## WORK TO BE COMPLETED
Give back the whole listing exactly as written, pictures excluded.

## GIVEN RECORDS
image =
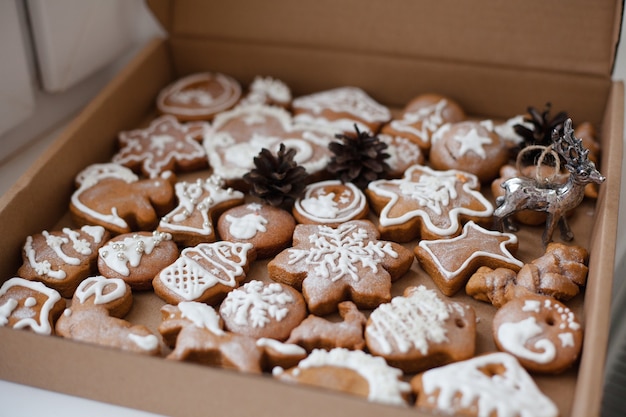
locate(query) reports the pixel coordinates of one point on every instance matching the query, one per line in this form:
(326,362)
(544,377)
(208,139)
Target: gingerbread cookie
(451,262)
(204,273)
(319,333)
(541,332)
(469,146)
(137,257)
(29,305)
(331,203)
(488,385)
(350,371)
(427,203)
(165,145)
(340,109)
(421,330)
(200,203)
(269,229)
(348,262)
(258,309)
(94,317)
(422,116)
(199,96)
(113,197)
(239,135)
(62,259)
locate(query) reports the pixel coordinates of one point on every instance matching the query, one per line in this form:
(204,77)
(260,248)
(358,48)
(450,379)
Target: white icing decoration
(257,304)
(511,393)
(514,336)
(204,266)
(201,315)
(336,252)
(384,382)
(411,322)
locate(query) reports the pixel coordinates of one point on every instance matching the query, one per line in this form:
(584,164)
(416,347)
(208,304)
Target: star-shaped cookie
(348,262)
(427,203)
(450,262)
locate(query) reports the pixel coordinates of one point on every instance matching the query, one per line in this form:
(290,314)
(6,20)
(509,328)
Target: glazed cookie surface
(199,96)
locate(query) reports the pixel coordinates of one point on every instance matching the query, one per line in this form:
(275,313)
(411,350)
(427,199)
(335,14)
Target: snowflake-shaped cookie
(165,145)
(427,203)
(348,262)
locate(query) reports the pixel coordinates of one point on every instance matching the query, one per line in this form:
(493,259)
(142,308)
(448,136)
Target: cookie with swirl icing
(62,259)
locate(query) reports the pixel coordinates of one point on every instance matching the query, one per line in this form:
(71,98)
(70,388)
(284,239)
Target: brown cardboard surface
(39,201)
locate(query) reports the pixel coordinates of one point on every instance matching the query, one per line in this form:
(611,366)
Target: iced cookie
(95,317)
(137,257)
(29,305)
(427,203)
(319,333)
(260,309)
(488,385)
(62,259)
(269,229)
(451,262)
(199,96)
(340,109)
(239,135)
(469,146)
(113,197)
(165,145)
(350,371)
(200,203)
(331,203)
(204,273)
(422,116)
(346,263)
(421,330)
(541,332)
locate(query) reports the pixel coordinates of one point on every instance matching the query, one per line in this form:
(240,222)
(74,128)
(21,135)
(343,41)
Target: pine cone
(278,180)
(358,159)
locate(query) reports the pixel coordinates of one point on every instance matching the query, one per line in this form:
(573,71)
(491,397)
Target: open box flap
(572,36)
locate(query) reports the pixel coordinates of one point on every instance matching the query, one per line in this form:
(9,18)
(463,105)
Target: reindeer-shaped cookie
(553,199)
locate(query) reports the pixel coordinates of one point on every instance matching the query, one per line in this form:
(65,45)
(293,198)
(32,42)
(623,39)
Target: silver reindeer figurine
(553,198)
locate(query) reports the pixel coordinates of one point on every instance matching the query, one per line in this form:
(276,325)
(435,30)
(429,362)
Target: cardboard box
(495,58)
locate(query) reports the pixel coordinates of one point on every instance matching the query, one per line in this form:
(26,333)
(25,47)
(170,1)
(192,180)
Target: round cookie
(269,229)
(541,332)
(469,146)
(137,257)
(330,202)
(199,96)
(259,309)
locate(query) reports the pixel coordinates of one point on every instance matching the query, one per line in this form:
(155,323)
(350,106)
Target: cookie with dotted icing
(343,263)
(199,96)
(200,203)
(331,203)
(165,145)
(29,305)
(269,229)
(451,262)
(95,317)
(204,273)
(240,134)
(112,196)
(494,384)
(62,259)
(542,333)
(421,118)
(421,330)
(259,309)
(469,146)
(350,371)
(427,203)
(137,257)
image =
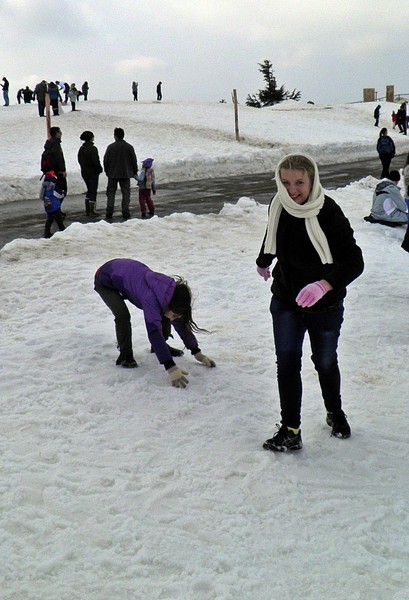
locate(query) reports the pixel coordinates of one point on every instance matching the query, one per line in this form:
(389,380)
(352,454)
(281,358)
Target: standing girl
(317,257)
(146,184)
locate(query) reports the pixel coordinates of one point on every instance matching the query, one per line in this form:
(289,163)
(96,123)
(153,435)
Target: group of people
(135,91)
(120,165)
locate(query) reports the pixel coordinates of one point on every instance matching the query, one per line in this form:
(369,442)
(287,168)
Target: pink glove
(264,272)
(310,294)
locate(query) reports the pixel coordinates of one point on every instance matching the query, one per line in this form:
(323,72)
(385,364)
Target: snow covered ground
(189,140)
(117,486)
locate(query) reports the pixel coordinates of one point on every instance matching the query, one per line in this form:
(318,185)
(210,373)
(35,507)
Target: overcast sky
(202,49)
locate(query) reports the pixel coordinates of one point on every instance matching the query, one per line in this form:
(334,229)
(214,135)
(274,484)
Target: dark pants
(290,325)
(125,185)
(119,309)
(92,188)
(386,160)
(51,217)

## RESPONSE TO THIS EXERCISE
image =
locate(query) reports the pixel coordinates of one point on every instance matching the query, one per line in this form:
(326,362)
(544,377)
(208,139)
Target: gingerbread cookie
(451,262)
(204,273)
(319,333)
(541,332)
(469,146)
(137,257)
(29,305)
(331,203)
(488,385)
(350,371)
(427,203)
(165,145)
(340,109)
(421,330)
(200,203)
(269,229)
(348,262)
(258,309)
(94,317)
(422,116)
(199,96)
(113,197)
(239,135)
(62,259)
locate(query) reports the pixel coordinates of one point on every instance matching the query, one per line in this form:
(204,77)
(260,248)
(358,48)
(450,379)
Target: white icing decoration
(257,304)
(511,393)
(514,336)
(204,266)
(201,315)
(336,252)
(384,382)
(411,322)
locate(query) reports the pixel coordinates of one point on every instance matching the query, one per line in this form:
(584,164)
(416,347)
(208,304)
Target: star-shaped cookie
(348,262)
(427,203)
(450,262)
locate(query) reports the pixel coordinates of one point on every instance matching the query, one per line in this form:
(290,314)
(6,20)
(509,328)
Target: glazed cookie surface
(199,96)
locate(query) reports the pixel coordinates of one point on every instance matching the query, one per line in this form:
(275,313)
(411,350)
(427,199)
(335,14)
Target: snowflake-shaped cookie
(165,145)
(427,203)
(348,262)
locate(query) reports the pixel coordinates of one point on every instance matching the query, one per line in this form:
(493,259)
(142,308)
(448,136)
Target: cookie with swirl icing
(62,259)
locate(query) reports the pixel coordinates of one point on every instance matching the query, one per line in this form:
(71,98)
(70,388)
(284,239)
Target: brown cardboard surface
(39,201)
locate(query) reports the pixel coordinates of one point on every instance matching the query, one per line in this form:
(611,366)
Target: iced cookie
(95,317)
(137,257)
(29,305)
(427,203)
(319,333)
(260,309)
(488,385)
(62,259)
(269,229)
(451,262)
(199,96)
(340,109)
(239,135)
(469,146)
(113,197)
(165,145)
(350,371)
(200,203)
(331,203)
(204,273)
(422,116)
(346,263)
(421,330)
(541,332)
locate(query) reports the pixel coordinates of one point on every instance matching the query, one per line in this form:
(240,222)
(74,128)
(21,135)
(343,41)
Target: pine cone
(278,180)
(358,159)
locate(query) reports the pixel coordinates of one point on every instance matching the query, one per line in this form:
(573,71)
(491,397)
Target: open box flap
(572,36)
locate(query) reports the pixel coordinates of one point on every instance matching the query, one per line in this form:
(9,18)
(463,105)
Target: reindeer-shaped cookie
(553,199)
locate(query) reports the pixel coordinates of one point on every instance matching the query, one per line in this form:
(65,45)
(293,198)
(32,42)
(623,39)
Target: silver reindeer figurine
(553,198)
locate(query) reports the pixel coordinates of one point on every instance matching the query, one per line in this form:
(276,325)
(435,30)
(429,362)
Target: cardboard box
(495,58)
locate(query) reports the pixel coordinates of one point on every instance matching the query, one per line in this form:
(26,333)
(25,47)
(170,1)
(192,180)
Target: round cookie
(269,229)
(541,332)
(469,146)
(137,257)
(330,202)
(199,96)
(259,309)
locate(query) reports the pixel coordinates of one point on every instance matching the query, one per line in this form:
(155,323)
(350,106)
Target: cookie with dotted icing
(343,263)
(199,96)
(200,203)
(331,203)
(165,145)
(29,305)
(269,229)
(451,262)
(95,317)
(204,273)
(240,134)
(112,196)
(494,384)
(62,259)
(542,333)
(421,118)
(421,330)
(259,309)
(469,146)
(350,371)
(427,203)
(137,257)
image =
locate(query) reports the pixel coordinates of one point on every instance matching the query, one per line in this form:
(389,380)
(352,454)
(281,358)
Target: standing girl
(317,257)
(146,184)
locate(query) reports the pixel coordinates of one point on every instance matching the query, one per line in this form:
(289,163)
(96,123)
(153,435)
Target: group of people
(135,91)
(120,165)
locate(query) reports the pixel coordinates of one point on every instance matching the query, one per line in this form:
(369,442)
(287,168)
Target: pink glove
(264,272)
(310,294)
locate(query) reports the pixel coordinates of one point on every instance matching the query, one per line in this form:
(323,72)
(385,364)
Target: snow covered ground
(189,140)
(117,486)
locate(query) reports the pixel coordinates of one point on every instance matching the query, one per line in this form:
(318,185)
(210,373)
(35,507)
Target: overcast sky
(202,49)
locate(query) reports the pixel coordinates of one point on every instance matching the query, one per line in this form:
(334,229)
(214,135)
(274,484)
Target: dark pants
(290,325)
(125,185)
(119,309)
(92,188)
(386,160)
(51,217)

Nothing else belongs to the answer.